SHORT TASK
Copy out the data below word for word, leaving the pictures out.
====== SUPPLIED ENTRIES ======
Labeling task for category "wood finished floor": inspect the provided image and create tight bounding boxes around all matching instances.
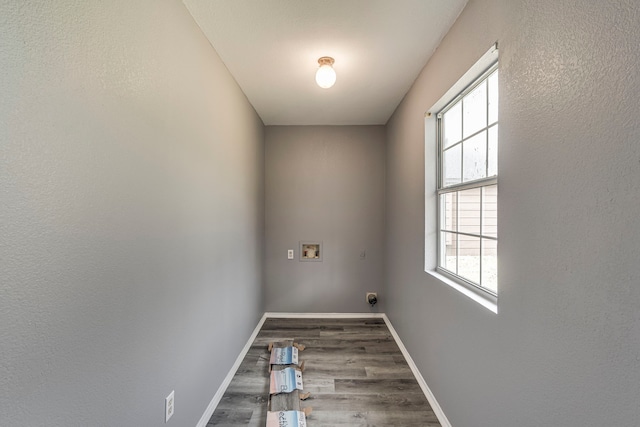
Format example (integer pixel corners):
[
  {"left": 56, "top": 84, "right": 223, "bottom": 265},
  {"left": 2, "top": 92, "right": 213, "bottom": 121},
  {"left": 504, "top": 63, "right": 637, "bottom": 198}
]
[{"left": 207, "top": 319, "right": 441, "bottom": 427}]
======
THE SOLUTION
Labeling task for category "wood finished floor": inspect the provided image and create tight bounding boxes around all matching instances.
Format example (integer pixel corners):
[
  {"left": 56, "top": 84, "right": 223, "bottom": 265},
  {"left": 2, "top": 92, "right": 213, "bottom": 121},
  {"left": 504, "top": 63, "right": 637, "bottom": 198}
]
[{"left": 207, "top": 319, "right": 441, "bottom": 427}]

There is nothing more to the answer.